• [GOAL] Extract the full set of records that follows, word for word.
··· EXTRACTED ENTRIES ···
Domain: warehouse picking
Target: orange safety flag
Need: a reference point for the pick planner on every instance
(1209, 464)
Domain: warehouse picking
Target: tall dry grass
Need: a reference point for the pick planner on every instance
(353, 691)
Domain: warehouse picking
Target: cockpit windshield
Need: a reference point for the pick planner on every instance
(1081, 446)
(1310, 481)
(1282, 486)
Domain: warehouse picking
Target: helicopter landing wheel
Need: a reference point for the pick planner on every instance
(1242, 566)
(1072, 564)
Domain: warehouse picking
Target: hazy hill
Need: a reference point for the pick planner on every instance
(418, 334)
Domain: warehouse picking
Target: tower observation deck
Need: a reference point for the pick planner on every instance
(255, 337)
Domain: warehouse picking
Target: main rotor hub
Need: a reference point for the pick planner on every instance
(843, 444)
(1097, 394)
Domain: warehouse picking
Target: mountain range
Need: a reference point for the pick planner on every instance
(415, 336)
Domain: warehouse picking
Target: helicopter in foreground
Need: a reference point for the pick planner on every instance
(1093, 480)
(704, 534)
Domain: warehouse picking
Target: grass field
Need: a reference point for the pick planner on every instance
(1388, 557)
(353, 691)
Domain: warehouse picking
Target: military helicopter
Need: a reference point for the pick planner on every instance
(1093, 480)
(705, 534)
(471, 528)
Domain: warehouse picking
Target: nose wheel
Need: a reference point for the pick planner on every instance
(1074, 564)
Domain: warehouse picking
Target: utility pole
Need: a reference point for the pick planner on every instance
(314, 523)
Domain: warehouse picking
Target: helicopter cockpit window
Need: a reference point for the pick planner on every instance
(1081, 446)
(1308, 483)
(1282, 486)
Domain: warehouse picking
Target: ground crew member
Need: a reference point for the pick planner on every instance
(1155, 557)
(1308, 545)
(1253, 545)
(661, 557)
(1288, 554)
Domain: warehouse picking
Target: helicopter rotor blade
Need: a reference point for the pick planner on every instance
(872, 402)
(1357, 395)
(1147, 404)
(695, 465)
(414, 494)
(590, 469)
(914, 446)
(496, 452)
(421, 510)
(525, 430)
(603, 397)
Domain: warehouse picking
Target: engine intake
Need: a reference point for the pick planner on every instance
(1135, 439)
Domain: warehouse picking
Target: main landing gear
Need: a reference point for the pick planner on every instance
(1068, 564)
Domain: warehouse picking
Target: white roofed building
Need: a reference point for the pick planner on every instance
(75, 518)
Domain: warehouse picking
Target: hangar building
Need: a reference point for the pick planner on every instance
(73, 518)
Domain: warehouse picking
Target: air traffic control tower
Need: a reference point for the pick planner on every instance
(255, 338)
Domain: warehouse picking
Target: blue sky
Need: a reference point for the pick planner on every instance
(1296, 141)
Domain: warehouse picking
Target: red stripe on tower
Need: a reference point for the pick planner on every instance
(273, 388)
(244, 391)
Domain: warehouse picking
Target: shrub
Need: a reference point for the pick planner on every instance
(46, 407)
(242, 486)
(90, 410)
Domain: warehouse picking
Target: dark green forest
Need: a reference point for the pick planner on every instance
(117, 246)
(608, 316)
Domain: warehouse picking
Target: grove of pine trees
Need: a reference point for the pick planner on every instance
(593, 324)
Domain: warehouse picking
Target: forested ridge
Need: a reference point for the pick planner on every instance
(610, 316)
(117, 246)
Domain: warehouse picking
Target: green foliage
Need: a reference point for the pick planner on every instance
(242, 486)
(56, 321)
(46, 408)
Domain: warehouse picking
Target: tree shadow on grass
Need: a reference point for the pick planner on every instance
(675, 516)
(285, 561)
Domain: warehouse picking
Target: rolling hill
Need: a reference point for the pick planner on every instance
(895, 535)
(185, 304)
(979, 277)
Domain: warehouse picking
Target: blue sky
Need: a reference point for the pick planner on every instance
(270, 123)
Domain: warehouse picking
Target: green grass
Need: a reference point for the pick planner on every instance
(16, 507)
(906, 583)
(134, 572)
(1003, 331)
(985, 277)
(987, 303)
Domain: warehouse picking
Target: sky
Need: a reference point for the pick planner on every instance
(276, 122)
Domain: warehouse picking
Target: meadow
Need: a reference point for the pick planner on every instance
···
• [RESPONSE BELOW]
Domain: warehouse picking
Target: orange safety flag
Need: a reference point for the pick planner on every instance
(1209, 464)
Domain: warehouse picking
Target: tall dry grass
Need: a reference point for the pick planner on every instance
(353, 691)
Domain: warehouse picking
Target: cockpit windshield
Need: a reference point for the pick planner on every instance
(1081, 446)
(1310, 481)
(1282, 486)
Domain: warehouse picking
Target: helicopter landing wheel
Need: a reference point for the pick planner on every instance
(1242, 566)
(1072, 564)
Domain: warehouse picking
Target: hazy hill
Need: a reference point for the pick planner on every instance
(418, 334)
Domain: warehouse picking
Target: tower observation deck
Need: a reference point for the pick planner on every instance
(255, 337)
Domain: warehouse picking
Target: main rotor hub
Need: a reference point for the pick planner on every instance
(843, 444)
(1097, 394)
Domain: warehouse picking
Target: mountain range
Need: a reference point for the pick planner on every instance
(415, 336)
Domain: warehouse picking
Target: helicopter in foreground
Need: a reference point for the pick planner on every instance
(1093, 480)
(704, 534)
Domain: warehouse picking
Target: grass field
Need: a reference point for the pick planner on every instance
(1388, 557)
(353, 691)
Domain: warehouse picking
Target: military helicopter
Need: a reference point for the pick planner on every instance
(1093, 480)
(705, 534)
(471, 528)
Domain: warehouse picking
Target: nose wheel
Need: a reference point for the pick planner on every instance
(1074, 564)
Domain: warehouse picking
Target: utility pole
Need: a reference point for the pick planner on every instance
(314, 523)
Domain: warehouse picking
Target: helicopter cockpit window
Need: a reference point for the pick planner on every instance
(1081, 446)
(1308, 483)
(1282, 486)
Domain: warehouse picking
Target: ground crew member
Need: a reference point for the pick planner on every instance
(1155, 557)
(1308, 545)
(1253, 545)
(661, 557)
(1288, 554)
Domain: warehouse picking
Target: helicopter rotor blade
Need: a reference point for the pick planner on every instance
(872, 402)
(1357, 395)
(1147, 404)
(695, 465)
(414, 494)
(590, 469)
(914, 446)
(496, 452)
(421, 510)
(525, 430)
(603, 397)
Domain: warehouse picking
Target: engine intake
Need: a reference point for the pick planner on every instance
(1135, 439)
Domain: warehouse picking
Target: main landing gear
Need: a reference point for the pick planner on every instance
(1068, 564)
Domain: warehouse picking
Target: white roofed building
Need: a reference point for the pick planner on every instance
(75, 518)
Domain: warehouse picking
Target: hangar building
Need: a reference point for the pick planner on every instance
(73, 518)
Domain: warehouse picking
Target: air traffic control tower
Need: a reference point for the pick planner on every instance
(255, 338)
Domain: warehouse picking
Target: blue sky
Need: a reference point for the pick planner on every instance
(1296, 141)
Domain: warehouse picking
Target: red stripe on tower
Need: a reference point for the pick planner on every instance
(273, 388)
(244, 391)
Domain: warehouse picking
Target: shrub
Need: a reference point for the pick planner on every instance
(46, 407)
(242, 486)
(90, 410)
Domain: warehouse picking
Target: dark green forest
Need: a reference point for the pick planner on every instance
(117, 246)
(608, 316)
Domain: warehouse picking
Target: grove of pine trees
Need: a reference point for the pick planner on every instance
(593, 324)
Domain: warehouse picking
Target: forested ridge
Need: a reference point for the pick planner on every instance
(610, 316)
(117, 246)
Domain: warehouse picking
Target: green foliage
Need: a reference point for the pick planner on every instance
(242, 486)
(56, 321)
(46, 408)
Domain: warehouse picking
Target: tree shadow on grass
Need: a reference point for the pick planner on every instance
(675, 516)
(285, 561)
Domain: warehouse picking
Target: rolling hill
Need: a reference point for the pick planner on every instance
(895, 535)
(185, 304)
(979, 277)
Domain: warehouse picking
Target: blue sky
Need: a reference point for the pick planner on every instance
(270, 123)
Domain: warehouse picking
Target: green grass
Need: a reference point for the pick planner on every instance
(16, 507)
(906, 583)
(134, 572)
(1003, 331)
(985, 277)
(987, 303)
Domain: warehouse picking
Target: sky
Need: a reference point for the pick planner on every instance
(276, 122)
Domain: warehouse picking
Target: meadow
Need: a reference point for the pick planner on every instance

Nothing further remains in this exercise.